▶ **TASK TO COMPLETE**:
Please reproduce the material below with every "Labeling tool directive" replaced by "Annotation instruction", keeping everything else unchanged, and leave the pictures out of your answer.

▶ **RECORDS PROVIDED**:
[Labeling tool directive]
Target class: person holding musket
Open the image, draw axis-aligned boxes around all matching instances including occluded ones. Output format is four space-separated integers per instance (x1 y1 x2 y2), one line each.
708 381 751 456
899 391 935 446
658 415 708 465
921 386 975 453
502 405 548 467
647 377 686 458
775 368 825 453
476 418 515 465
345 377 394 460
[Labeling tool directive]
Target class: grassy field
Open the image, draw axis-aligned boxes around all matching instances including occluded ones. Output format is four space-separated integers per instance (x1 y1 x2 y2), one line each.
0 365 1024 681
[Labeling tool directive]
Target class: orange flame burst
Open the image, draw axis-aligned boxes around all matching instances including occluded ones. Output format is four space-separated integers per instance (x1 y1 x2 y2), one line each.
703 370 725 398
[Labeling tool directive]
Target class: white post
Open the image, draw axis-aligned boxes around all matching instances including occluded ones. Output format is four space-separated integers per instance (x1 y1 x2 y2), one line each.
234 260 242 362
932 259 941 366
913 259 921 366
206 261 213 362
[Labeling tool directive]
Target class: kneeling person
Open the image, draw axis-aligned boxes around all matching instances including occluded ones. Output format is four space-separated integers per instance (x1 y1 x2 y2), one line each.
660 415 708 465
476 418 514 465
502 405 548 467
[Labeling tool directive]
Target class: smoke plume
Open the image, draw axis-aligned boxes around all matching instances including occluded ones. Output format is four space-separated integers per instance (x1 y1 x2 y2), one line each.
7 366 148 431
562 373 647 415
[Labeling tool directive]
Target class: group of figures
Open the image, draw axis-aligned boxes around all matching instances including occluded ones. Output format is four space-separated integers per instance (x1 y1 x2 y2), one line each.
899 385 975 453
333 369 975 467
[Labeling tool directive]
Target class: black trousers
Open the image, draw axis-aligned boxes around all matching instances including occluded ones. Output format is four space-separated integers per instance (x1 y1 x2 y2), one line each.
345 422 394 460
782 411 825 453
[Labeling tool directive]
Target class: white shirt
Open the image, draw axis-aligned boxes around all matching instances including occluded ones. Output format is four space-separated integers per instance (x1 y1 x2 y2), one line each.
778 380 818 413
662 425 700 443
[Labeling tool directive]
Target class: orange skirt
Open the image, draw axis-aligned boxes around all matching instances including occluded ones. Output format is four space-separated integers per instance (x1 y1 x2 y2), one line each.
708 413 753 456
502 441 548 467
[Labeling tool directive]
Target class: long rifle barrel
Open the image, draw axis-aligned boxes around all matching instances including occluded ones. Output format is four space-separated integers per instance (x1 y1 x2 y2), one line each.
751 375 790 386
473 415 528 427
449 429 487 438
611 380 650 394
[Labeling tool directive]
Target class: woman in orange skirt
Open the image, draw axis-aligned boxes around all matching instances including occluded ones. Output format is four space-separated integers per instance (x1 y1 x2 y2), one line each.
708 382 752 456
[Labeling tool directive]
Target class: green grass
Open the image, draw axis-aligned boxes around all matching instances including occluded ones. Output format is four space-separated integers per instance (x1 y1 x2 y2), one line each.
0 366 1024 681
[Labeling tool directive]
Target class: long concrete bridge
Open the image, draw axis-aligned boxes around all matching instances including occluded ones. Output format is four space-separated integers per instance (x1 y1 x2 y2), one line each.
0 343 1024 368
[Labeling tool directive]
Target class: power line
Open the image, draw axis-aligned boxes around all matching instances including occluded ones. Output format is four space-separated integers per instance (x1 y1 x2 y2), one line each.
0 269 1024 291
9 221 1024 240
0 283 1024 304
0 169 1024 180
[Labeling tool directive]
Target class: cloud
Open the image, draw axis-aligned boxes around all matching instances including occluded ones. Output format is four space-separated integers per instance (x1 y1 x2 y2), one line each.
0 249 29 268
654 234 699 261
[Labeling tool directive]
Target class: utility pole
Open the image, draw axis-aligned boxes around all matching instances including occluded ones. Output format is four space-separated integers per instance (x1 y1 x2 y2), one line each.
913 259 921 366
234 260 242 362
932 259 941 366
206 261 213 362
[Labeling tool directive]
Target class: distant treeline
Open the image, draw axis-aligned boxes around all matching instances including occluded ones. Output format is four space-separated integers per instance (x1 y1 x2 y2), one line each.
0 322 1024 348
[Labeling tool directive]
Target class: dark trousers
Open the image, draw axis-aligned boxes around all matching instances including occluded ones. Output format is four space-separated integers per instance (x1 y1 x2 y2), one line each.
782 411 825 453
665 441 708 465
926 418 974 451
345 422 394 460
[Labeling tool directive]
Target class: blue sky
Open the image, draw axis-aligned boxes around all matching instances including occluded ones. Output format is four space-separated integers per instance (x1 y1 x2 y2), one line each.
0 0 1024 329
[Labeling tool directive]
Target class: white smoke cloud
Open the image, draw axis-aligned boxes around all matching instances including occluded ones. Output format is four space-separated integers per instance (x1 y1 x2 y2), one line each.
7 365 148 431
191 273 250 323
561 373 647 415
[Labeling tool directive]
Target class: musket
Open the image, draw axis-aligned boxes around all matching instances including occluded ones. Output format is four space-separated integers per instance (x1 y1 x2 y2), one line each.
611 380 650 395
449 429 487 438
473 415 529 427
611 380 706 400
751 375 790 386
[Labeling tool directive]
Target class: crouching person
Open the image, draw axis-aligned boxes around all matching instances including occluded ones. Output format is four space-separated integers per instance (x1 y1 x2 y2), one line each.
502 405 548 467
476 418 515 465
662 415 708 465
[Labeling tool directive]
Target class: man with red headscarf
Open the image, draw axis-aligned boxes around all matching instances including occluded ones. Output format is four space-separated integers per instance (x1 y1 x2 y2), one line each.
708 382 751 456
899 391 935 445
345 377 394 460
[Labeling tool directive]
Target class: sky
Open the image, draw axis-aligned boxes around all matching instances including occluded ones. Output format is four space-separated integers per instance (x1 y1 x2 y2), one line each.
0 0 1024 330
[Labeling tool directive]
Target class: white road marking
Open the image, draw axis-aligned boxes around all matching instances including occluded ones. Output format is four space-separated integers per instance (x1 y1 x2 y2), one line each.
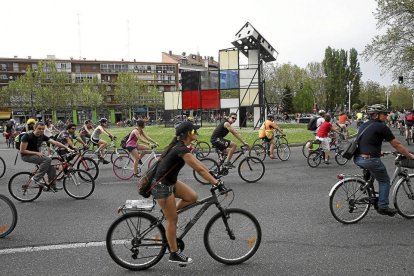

▶ **RESULT BELOW**:
[Annotation instruction]
Target class: person holding musket
Open the image, draw axis-aligned boxes around all matching instances including occluded ones. Output format is four space-separated integers per instance (x1 y1 x2 y2), one line each.
708 381 751 456
899 391 935 446
658 415 708 465
921 386 975 453
502 405 548 467
647 377 686 458
775 368 825 453
476 418 515 465
345 377 394 460
[Annotation instruction]
Target class: grassy field
Open the image, draw axis-aligned boxes around all matching instances including occluded ones. Output format is four space-separated integers per instance (x1 y1 x2 y2), one line each.
0 365 1024 681
[Annotation instruction]
Target class: orange flame burst
Open the image, draw axis-aligned boxes around all matching instances including occluded ones. Output format is four space-separated integers per instance (x1 y1 x2 y2), one line each.
703 370 725 398
[Annotation instruction]
Target class: white post
Open the image, draw axis-aligned boxes around all matching instances including occluded ones. Output format is four space-separated integers per instance (x1 y1 x2 y2), one line each.
234 260 242 362
932 259 941 366
913 259 921 366
206 261 213 362
[Annotation instruction]
Target class: kneeling person
Open the image, draw axis-aligned boxes around all matching instances including occluded ones. Output format is four space-separated integers per instance (x1 y1 x2 y2), one line each.
660 415 708 465
476 418 514 465
502 405 548 467
[Annotation instruction]
Target class: smoke plume
Open the image, draw axis-aligned boxes around all matching instances including occluded ones. Output format is four space-separated integers per instance (x1 y1 x2 y2), one line each.
7 366 148 431
562 373 647 415
[Annotation instruction]
Target class: group of figures
Open the image, draw axis-aligned boxes around all matching instances including occluded ones. Output format is four space-separated integers per instance (x1 y1 x2 y2), one line each.
899 385 975 453
333 369 975 467
[Annotation instruction]
Target class: black trousers
Open the image, draw axis-aligned boxes around all matching instances including occluded ones. Output format is four space-separated integers per instance (x1 y1 x2 y2), one line each.
345 422 394 460
782 411 825 453
[Annotation instruction]
Target class: white shirt
Open the image, draw axis-aligned boxes around all matching instances including occluded ones. Output format is four space-separated integers per instance (x1 y1 x2 y2), one line each.
778 380 818 413
662 425 700 443
[Annotation instruction]
Target class: orange skirt
Open the image, draw axis-aligned boxes around all matching instances including occluded ones. Output format is four space-separated integers per instance (x1 y1 x2 y2), one line each.
708 413 753 456
502 441 548 467
[Annotation instruction]
Target class: long rifle barrel
Open the image, draw axis-aligned boxes around all matching instances including occluded ones. Output format is four space-separated integers per instance (x1 y1 x2 y2), one line each.
751 375 790 386
473 415 528 427
449 429 487 438
611 380 650 394
[Annotation instruction]
Target class: woman in orange skirt
Open the image, draw axis-aligned boxes around all matching instances including occluded ones. Output format is four space-separated integers per instance (x1 y1 x2 y2), one line each.
708 382 752 456
[Annotation instruction]
Target class: green grass
Open the image, draw axis-aligned boxes around all matching instances including occluded ones. Output format is four space-separated integers per instance (x1 y1 x2 y2), one line each.
0 366 1024 681
[Annotation instruction]
Target class: long concrete bridge
Open the image, draw axis-aligned boxes around all matching instances including occluded ones. Output format is four space-separated integers per instance (x1 y1 x2 y2), one line each.
0 343 1024 368
[Annotation instruction]
Target class: power line
Open the image, draw axis-aligned boxes around all matching instances including occluded ones. Output format is four space-separated integers per instance (x1 y1 x2 y2), one line each.
0 269 1024 291
9 221 1024 240
0 283 1024 304
0 169 1024 180
[Annotation instruction]
Target class: cloud
Open the image, draw axis-aligned boxes around all matching instances including occluded ones. Output format is four space-separated integers per instance (x1 y1 x2 y2), one line each.
0 249 29 268
654 234 699 261
[Annotation instruction]
Target class: utility pole
Open the image, draw axis-aligned boxes around all matching instances including occluded ones. Output format is four space-separated integers per instance (x1 y1 x2 y2), one line each.
913 259 921 366
234 260 242 362
932 259 941 366
206 261 213 362
[Annotation instruction]
Target class: distant treeline
Open the image, draw axis-aligned boxes around all matching instances including occluded ones. Output format is four space-separated integers per instance (x1 y1 x2 y2), one line each.
0 322 1024 348
[Annotation instruction]
Target class: dark trousers
Open the image, draw axis-aligned boxes around all matching instances including occluded ones. Output format is four space-separated integers per instance (x1 y1 x2 y2), one line each.
782 411 825 453
665 441 708 465
926 418 974 451
345 422 394 460
[Annotation instruction]
Target class: blue sky
Open the image, draw axis-aligned boxes around all matching instances including occluded ones. Output format is four space-separated integers per instance (x1 y1 x2 y2), one line each.
0 0 1024 329
[Annotation instruction]
Target class: white smoke cloud
Open the image, draw axis-aligned boxes around all matching instances including occluded ones. Output format is four space-separated integers per instance (x1 y1 x2 y2), one line each.
7 365 148 431
191 273 250 323
561 373 647 415
[Annotation instruction]
Target class: musket
Open the image, draw axis-aligned boxes around all matching instances including occluded ones. Output format is four space-separated integers per instance (x1 y1 x2 y2), one line each.
611 380 650 395
449 429 487 438
473 415 529 427
611 380 706 400
751 375 790 386
[Annotation instruction]
Target class: crouching person
Open the image, draw axis-aligned boxes around all matching instances including occluded ones. Output format is four space-separated integers per instance (x1 y1 x2 y2), one line each.
502 405 548 467
476 418 515 465
662 415 708 465
[Annotation instruction]
Target class: man with red headscarf
Open the image, draw axis-aligned boxes around all matching instances including occluded ones. Output format is four space-separated integers per instance (x1 y1 x2 y2), one line each.
708 382 751 456
899 391 935 445
345 377 394 460
[Annotation instruction]
Target class: sky
Open the image, draw axis-aligned boxes around all matching instances including occluded ones. Output format is four space-separated integers per instance (x1 y1 x2 y2), one line each.
0 0 1024 330
[Annotation instruction]
Target class: white road marking
Open the image, draw axis-aligned boxes around all matching instances including occluded ones. Output format is four space-separated integers per instance (x1 y1 x2 y2), one line each.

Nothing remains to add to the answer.